CONSIGNE 1 - Reprenez le passage du texte donné qui commence par « Tel est le programme » et s'achève après « une balade urbaine. », en y changeant « petite maison » en « jeune maison ».
CONSIGNE 2 - D'après le texte donné, chez quel éditeur le recueil Des îles au creux du ventre a-t-il paru ?

====== TEXTE DONNÉ ======

Littérature française

Benoît LEMENNAIS, Des îles au creux du ventre

Benoît LEMENNAIS, Des îles au creux du ventre

La Renverse, 2016
ISBN 979-10-94726-06-8

Voyage au creux du ventre de la poésie

“Il faudra cabrer l’expérience // Précipiter l’entendement”.

Tel est le programme de ce recueil paru en 2016 aux éditions La Renverse. Cette petite maison a à coeur de montrer la poésie de notre quotidien en donnant leur chance aux premières oeuvres d’artistes et poètes qui voient de la poésie dans un jeu d’enfant, dans une matinée pluvieuse ou dans une balade urbaine.

En acceptant de lire ce recueil, le lecteur entreprend de voyager depuis l’exiguïté d’une chambre remplie des bruits du quotidien aux terrains de jeux que s’inventent les enfants en passant par les méandres de l’esprit humain torturé par le désir et la peur.

Ce recueil est le premier d’un homme qui n’est pas seulement un artiste, mais aussi un chercheur, un aventurier des mots. Il tente tout au long de ses textes d’explorer toute la complexité du corps et des sensations que nous pouvons expérimenter depuis l’enfance jusqu’à la peur de la mort. Le poète construit sa poésie avec méthode, il nous offre des fragments de vie et de ressenti, de peur et d’amour.

====== EXTRAIT DE DONNÉES ======

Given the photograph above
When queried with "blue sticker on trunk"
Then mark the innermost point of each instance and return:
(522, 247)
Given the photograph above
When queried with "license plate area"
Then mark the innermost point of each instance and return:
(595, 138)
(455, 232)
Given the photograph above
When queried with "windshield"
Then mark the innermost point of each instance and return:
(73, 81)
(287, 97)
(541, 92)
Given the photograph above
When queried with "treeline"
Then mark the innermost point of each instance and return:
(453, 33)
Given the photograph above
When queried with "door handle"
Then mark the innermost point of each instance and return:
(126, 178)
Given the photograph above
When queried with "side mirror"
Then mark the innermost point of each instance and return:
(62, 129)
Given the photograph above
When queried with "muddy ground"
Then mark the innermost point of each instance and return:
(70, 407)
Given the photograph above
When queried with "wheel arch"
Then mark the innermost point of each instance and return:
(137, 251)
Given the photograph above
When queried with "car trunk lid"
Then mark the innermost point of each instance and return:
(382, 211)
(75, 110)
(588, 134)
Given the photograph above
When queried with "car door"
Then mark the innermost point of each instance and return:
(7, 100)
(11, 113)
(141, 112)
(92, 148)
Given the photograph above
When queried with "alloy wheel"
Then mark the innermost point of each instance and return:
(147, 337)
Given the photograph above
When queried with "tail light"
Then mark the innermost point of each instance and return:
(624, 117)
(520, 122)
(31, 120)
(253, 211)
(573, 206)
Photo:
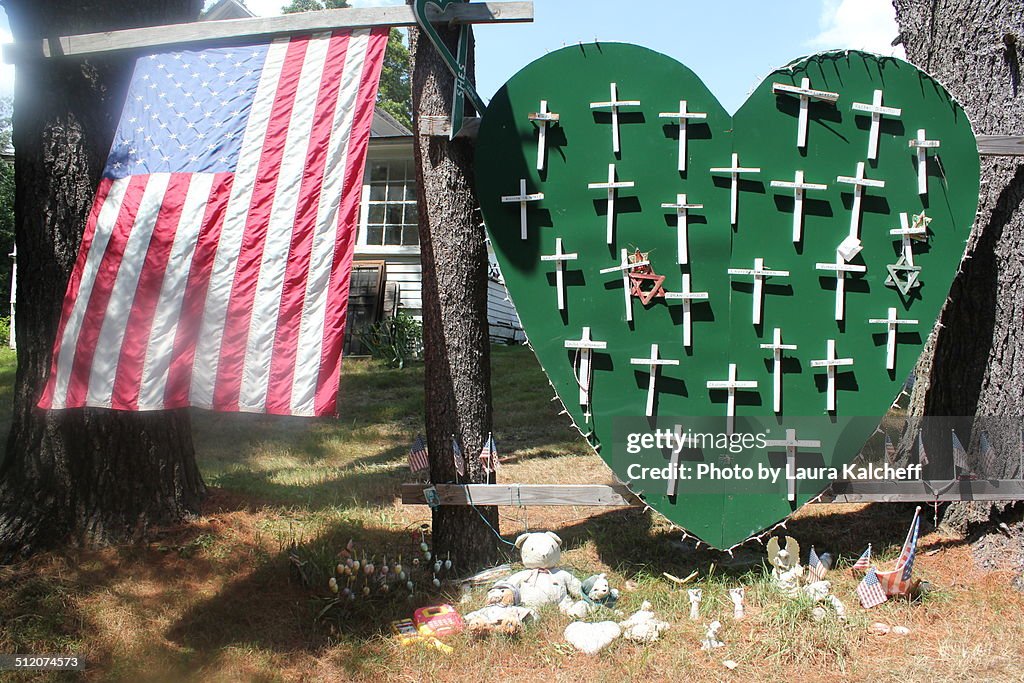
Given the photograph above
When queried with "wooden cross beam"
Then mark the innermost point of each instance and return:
(799, 186)
(559, 257)
(611, 185)
(760, 274)
(830, 363)
(806, 94)
(614, 103)
(682, 208)
(653, 363)
(682, 116)
(891, 323)
(877, 111)
(625, 266)
(777, 347)
(841, 267)
(731, 385)
(792, 443)
(923, 144)
(162, 37)
(851, 246)
(687, 297)
(542, 119)
(585, 347)
(734, 171)
(522, 198)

======

SOLUTION 1 -
Tel est le programme de ce recueil paru en 2016 aux éditions La Renverse. Cette jeune maison a à coeur de montrer la poésie de notre quotidien en donnant leur chance aux premières oeuvres d’artistes et poètes qui voient de la poésie dans un jeu d’enfant, dans une matinée pluvieuse ou dans une balade urbaine.

SOLUTION 2 - Il a paru aux éditions La Renverse.